[Region pointing data]
....
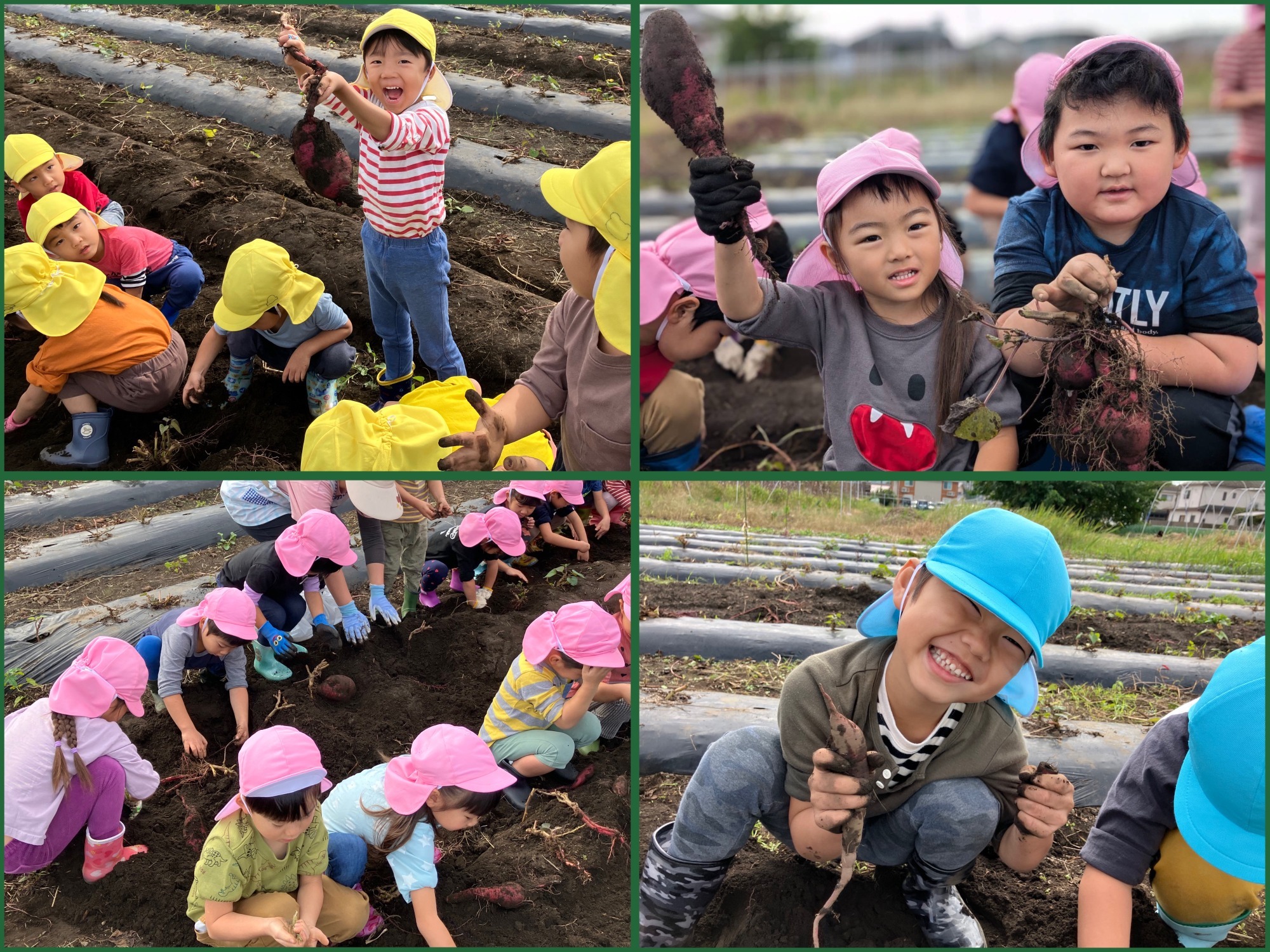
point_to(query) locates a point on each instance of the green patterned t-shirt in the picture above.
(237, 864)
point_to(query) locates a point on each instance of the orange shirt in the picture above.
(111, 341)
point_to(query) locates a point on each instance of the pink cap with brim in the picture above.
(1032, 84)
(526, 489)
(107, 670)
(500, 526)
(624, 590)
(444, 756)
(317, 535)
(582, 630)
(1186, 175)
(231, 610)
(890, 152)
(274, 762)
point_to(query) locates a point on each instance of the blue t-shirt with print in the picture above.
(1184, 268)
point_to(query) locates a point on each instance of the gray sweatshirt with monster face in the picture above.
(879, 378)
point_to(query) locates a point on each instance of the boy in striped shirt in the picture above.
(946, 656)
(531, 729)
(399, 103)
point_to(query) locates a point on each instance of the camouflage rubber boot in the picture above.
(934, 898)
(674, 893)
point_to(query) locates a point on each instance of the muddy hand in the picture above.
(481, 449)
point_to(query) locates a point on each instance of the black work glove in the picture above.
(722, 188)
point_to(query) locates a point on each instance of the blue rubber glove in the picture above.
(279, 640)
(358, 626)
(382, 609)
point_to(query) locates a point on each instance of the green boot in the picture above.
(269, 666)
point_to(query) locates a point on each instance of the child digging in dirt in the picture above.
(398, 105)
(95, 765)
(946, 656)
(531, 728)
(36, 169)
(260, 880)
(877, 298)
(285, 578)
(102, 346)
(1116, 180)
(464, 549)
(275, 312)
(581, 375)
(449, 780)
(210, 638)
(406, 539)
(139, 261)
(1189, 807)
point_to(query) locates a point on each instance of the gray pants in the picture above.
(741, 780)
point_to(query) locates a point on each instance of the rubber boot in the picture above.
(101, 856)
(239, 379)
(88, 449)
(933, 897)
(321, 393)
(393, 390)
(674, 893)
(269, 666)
....
### Task description
Copy out all of the entries exactly as they stand, with no pictures in your copy.

### Answer to the problem
point_to(query) locates a point on each instance of the green patterned t-shirt in the picture above.
(237, 864)
point_to(query) locates a point on each instance of the orange shirt in the picture above.
(111, 341)
point_to(query) locates a point on each instance of the pink cap with brim in the picture above.
(1032, 84)
(526, 489)
(107, 670)
(500, 526)
(624, 590)
(444, 756)
(317, 535)
(582, 630)
(1186, 175)
(231, 610)
(890, 152)
(274, 762)
point_to(query) locates a point on each instance of the blue t-shirt with print in the picture above.
(1184, 268)
point_to(query) locates a point on each instance of the gray sweatshirt with monster face in the picture above.
(879, 378)
point_to(query) locates a point on each instance of the boy in striped shirt in the picture above.
(946, 656)
(531, 729)
(399, 103)
point_to(query) locates a point on each instance of the camouflage rubber boot in the picture above.
(934, 898)
(674, 893)
point_to(query) locates a point on each instance of the muddy hand in the picture above.
(481, 449)
point_to(query) locates a point on each instance of the black work glove in the picture above.
(722, 188)
point_to(query) locates a point on each instance of the blue rubber glove in the picture above.
(279, 640)
(358, 626)
(382, 609)
point_to(query) locates a point on each instance of the green boot in the picture above.
(269, 666)
point_to(query) locates a point on each instance of the child digging in dirt in the picture above.
(398, 105)
(95, 765)
(946, 656)
(531, 728)
(36, 169)
(260, 880)
(877, 298)
(285, 578)
(102, 346)
(1116, 180)
(464, 549)
(275, 312)
(581, 375)
(449, 780)
(210, 638)
(406, 539)
(139, 261)
(1189, 807)
point_to(query) locates a point on each instance of the gray pants in the picture above.
(741, 780)
point_to(query) locates a point on each instance of the rubber boot in the picture above.
(101, 856)
(239, 379)
(88, 449)
(933, 897)
(321, 393)
(393, 390)
(674, 893)
(269, 666)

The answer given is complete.